Dataset START

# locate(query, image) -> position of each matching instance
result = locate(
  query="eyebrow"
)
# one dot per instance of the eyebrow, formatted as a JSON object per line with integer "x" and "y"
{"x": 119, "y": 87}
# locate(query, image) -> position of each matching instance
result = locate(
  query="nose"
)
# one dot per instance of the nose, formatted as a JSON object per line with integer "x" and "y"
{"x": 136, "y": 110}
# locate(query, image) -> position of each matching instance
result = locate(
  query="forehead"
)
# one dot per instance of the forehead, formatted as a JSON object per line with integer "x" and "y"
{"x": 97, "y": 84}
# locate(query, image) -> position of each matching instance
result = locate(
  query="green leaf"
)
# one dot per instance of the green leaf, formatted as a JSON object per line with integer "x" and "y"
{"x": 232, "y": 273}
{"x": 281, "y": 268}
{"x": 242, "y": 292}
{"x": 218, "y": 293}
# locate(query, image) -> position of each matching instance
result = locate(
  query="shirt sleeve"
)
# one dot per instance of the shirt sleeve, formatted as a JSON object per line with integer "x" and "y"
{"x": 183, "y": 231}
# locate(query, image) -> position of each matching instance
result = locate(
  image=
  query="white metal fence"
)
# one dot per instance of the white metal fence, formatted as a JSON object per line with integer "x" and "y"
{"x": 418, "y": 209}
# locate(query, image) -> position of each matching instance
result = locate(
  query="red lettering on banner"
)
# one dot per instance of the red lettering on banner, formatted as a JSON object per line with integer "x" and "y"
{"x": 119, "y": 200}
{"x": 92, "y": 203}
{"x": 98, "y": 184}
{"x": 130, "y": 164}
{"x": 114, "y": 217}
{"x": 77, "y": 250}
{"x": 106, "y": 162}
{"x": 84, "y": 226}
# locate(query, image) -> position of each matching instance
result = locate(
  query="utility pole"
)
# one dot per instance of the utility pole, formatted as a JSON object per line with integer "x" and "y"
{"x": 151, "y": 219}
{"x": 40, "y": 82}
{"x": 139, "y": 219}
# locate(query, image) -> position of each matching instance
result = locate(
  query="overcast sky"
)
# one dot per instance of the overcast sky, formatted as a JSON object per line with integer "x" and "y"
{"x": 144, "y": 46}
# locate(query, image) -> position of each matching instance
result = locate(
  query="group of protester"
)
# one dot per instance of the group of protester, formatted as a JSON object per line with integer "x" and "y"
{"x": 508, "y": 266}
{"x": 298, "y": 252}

Dataset END

## Exercise:
Output every line of the data again, exactly.

## Result for this exercise:
# locate(query, image) -> position of each matching instance
result = locate(
  query="eyebrow"
)
# one dot per instance of the eyebrow, formatted as a JSON object per line with integer "x" and "y"
{"x": 119, "y": 87}
# locate(query, image) -> position of each matching instance
result = locate(
  query="nose"
)
# one dot per instance of the nose, formatted as a JSON object per line with integer "x" and "y"
{"x": 136, "y": 110}
# locate(query, image) -> position of each matching instance
result = locate(
  query="forehead"
)
# one dot per instance of the forehead, formatted as a JSON object per line with integer "x" and "y"
{"x": 97, "y": 84}
# locate(query, image) -> position of each matching instance
result = locate(
  query="green leaf"
)
# one dot per instance of the green leaf, formatted as a JSON object per line with integer "x" and "y"
{"x": 232, "y": 273}
{"x": 281, "y": 268}
{"x": 242, "y": 292}
{"x": 218, "y": 293}
# locate(query, image) -> position of each matching instance
result = locate(
  query="shirt sleeve"
)
# one dot per instance of the shirt sleeve, formatted as a JSON object per line with integer "x" and "y"
{"x": 183, "y": 231}
# locate(query, image) -> position of each matching instance
result = locate(
  image=
  query="white metal fence"
)
# one dot per instance of the white metal fence, formatted as a JSON object per line with integer "x" and "y"
{"x": 418, "y": 209}
# locate(query, image) -> position of each matching instance
result = locate(
  query="red lettering on banner"
)
# one dot per instance of the red lettering on banner, formatted as a JSON object per line with integer "x" and "y"
{"x": 119, "y": 200}
{"x": 92, "y": 203}
{"x": 98, "y": 184}
{"x": 130, "y": 164}
{"x": 114, "y": 217}
{"x": 77, "y": 250}
{"x": 106, "y": 162}
{"x": 84, "y": 226}
# locate(query, image) -> position of each matching instance
result = locate(
  query="utility pole"
)
# one dot per instance of the utility pole, formatted as a JSON object per line with integer "x" and "y"
{"x": 151, "y": 219}
{"x": 40, "y": 82}
{"x": 139, "y": 219}
# locate(query, image) -> position of each matching instance
result = locate(
  query="overcast sky"
)
# one dot per instance of the overcast sky, formatted as a JSON object per line with integer "x" and "y"
{"x": 144, "y": 46}
# locate(query, image) -> position of each matching instance
result = locate(
  query="group of protester"
)
# one dot per instance of the group of protester, formatted as a JSON object per line with integer "x" and "y"
{"x": 508, "y": 266}
{"x": 298, "y": 252}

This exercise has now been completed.